_Compiti da svolgere_
1. Trascrivi dall'articolo sui fatti di Napoli il passo che va da "La grave crisi" a "muove l'inchiesta giudiziaria.".
2. Nell'articolo sui fatti di Napoli, per quale motivo si dice che per ora è meglio lasciare da parte la domanda sulla necessità dell'azione di ordine pubblico in piazza Municipio? Rispondi in una o due frasi.

L'omertà
e il ricatto



di GIUSEPPE D'AVANZO

CONVIENE conservare la testa fredda, ché troppi sembrano sapere quel che non sanno e molti fingono di non sapere quel che sanno benissimo. Troppe variazioni falsarie deformano l'affare e appare utile ripercorrerne le vicende afferrando qualche fatto senza farsi accecare dalle parole. S'incontreranno delle sorprese.

La grave crisi istituzionale, aperta con l'arresto di sei agenti della squadra mobile e di due funzionari della Questura di Napoli, non nasce in piazza Municipio il 17 marzo 2001 quando forze dell'ordine e manifestanti no global si scontrano duramente per ore. La "battaglia" lascia sul campo oltre 200 feriti e una scia di polemiche e accuse reciproche tra dimostranti e polizia. Era proprio necessario quell'azione d'ordine pubblico che a tratti assume i caratteri di un impazzito pestaggio che travolge centinaia di innocui partecipanti? E' una buona domanda. Bisognerà darvi una risposta decente, prima o poi. Oggi, è meglio lasciarla in un canto perché non è da qui, da quel che accadde a piazza Municipio, che si muove l'inchiesta giudiziaria.

L'indagine nasce nei "pronto soccorso" degli ospedali napoletani dove appaiono, poche ore dopo la "battaglia", i poliziotti. Bloccano chiunque è lì in attesa, ferito o in compagnia di un ferito e abbia un aspetto, diciamo, "no global". Tutti "i fermati", chiamiamoli così, sono trasferiti in una caserma dove sono sottoposti a insulti, torture, sevizie che nessuna procedura di arresto, nel mondo occidentale, prevede. Qualche esempio. Dopo averlo denudato, i poliziotti fanno inginocchiare il ragazzo di turno in quella che chiamano "la stanza della tortura". In realtà, è una toilette. Il ragazzo ora è nudo e in ginocchio davanti a una latrina lercia di urina, vomito e sangue. Viene ancora insultato. Ancora colpito alla testa con il manganello.

Ottantadue testimonianze convergenti definiscono quel che è accaduto nella caserma Raniero di Napoli nel pomeriggio di quel 17 marzo e di cui non resta nessuna traccia nei verbali e nei rapporti della polizia (perché?). Gli ottantadue non sono tutti "no global". Tra di loro ci sono ragazzi e uomini che nemmeno sapevano della manifestazione. Era al pronto soccorso, quello perché era caduto dal motorino, quell'altro - un professionista - perché aveva accompagnato un parente. Quel giorno evidentemente c'è chi ha deciso che la responsabilità non fa differenza. Chi lo ha deciso? Accertati ragionevolmente i fatti, bisogna ora risalire ai responsabili diretti del pestaggio e soprattutto occorre accertare se costoro - i picchiatori - hanno agito per ordine di qualcuno o con la sua complicità o contro le disposizioni.

_Elenco_
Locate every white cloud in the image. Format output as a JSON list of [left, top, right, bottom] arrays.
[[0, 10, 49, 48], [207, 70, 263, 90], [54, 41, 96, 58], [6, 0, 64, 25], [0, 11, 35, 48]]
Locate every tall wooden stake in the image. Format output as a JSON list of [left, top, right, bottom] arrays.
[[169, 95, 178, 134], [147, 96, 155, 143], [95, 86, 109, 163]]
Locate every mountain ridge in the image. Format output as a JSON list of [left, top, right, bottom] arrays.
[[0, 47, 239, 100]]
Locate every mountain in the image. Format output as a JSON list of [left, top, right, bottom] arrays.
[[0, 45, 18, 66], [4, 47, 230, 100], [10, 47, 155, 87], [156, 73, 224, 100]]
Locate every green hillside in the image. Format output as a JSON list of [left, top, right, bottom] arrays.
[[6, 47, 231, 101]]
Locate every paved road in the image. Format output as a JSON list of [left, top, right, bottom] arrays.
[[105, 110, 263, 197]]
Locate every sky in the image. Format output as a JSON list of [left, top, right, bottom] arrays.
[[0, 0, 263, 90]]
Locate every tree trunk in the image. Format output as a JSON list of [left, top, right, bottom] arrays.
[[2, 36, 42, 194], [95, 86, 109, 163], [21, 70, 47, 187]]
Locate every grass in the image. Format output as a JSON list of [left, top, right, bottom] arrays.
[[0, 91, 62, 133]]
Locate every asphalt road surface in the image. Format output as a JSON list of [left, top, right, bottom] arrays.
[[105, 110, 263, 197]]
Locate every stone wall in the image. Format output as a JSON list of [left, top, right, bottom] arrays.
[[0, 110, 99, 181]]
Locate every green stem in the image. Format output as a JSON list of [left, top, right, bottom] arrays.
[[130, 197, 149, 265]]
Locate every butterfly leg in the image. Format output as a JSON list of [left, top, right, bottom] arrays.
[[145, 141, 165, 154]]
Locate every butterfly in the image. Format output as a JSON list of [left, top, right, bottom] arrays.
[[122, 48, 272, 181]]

_Risultati_
1.
La grave crisi istituzionale, aperta con l'arresto di sei agenti della squadra mobile e di due funzionari della Questura di Napoli, non nasce in piazza Municipio il 17 marzo 2001 quando forze dell'ordine e manifestanti no global si scontrano duramente per ore. La "battaglia" lascia sul campo oltre 200 feriti e una scia di polemiche e accuse reciproche tra dimostranti e polizia. Era proprio necessario quell'azione d'ordine pubblico che a tratti assume i caratteri di un impazzito pestaggio che travolge centinaia di innocui partecipanti? E' una buona domanda. Bisognerà darvi una risposta decente, prima o poi. Oggi, è meglio lasciarla in un canto perché non è da qui, da quel che accadde a piazza Municipio, che si muove l'inchiesta giudiziaria.

2. L'inchiesta giudiziaria non parte da ciò che accadde in piazza Municipio. Parte invece dai pronto soccorso degli ospedali napoletani, dove i poliziotti arrivarono poche ore dopo gli scontri.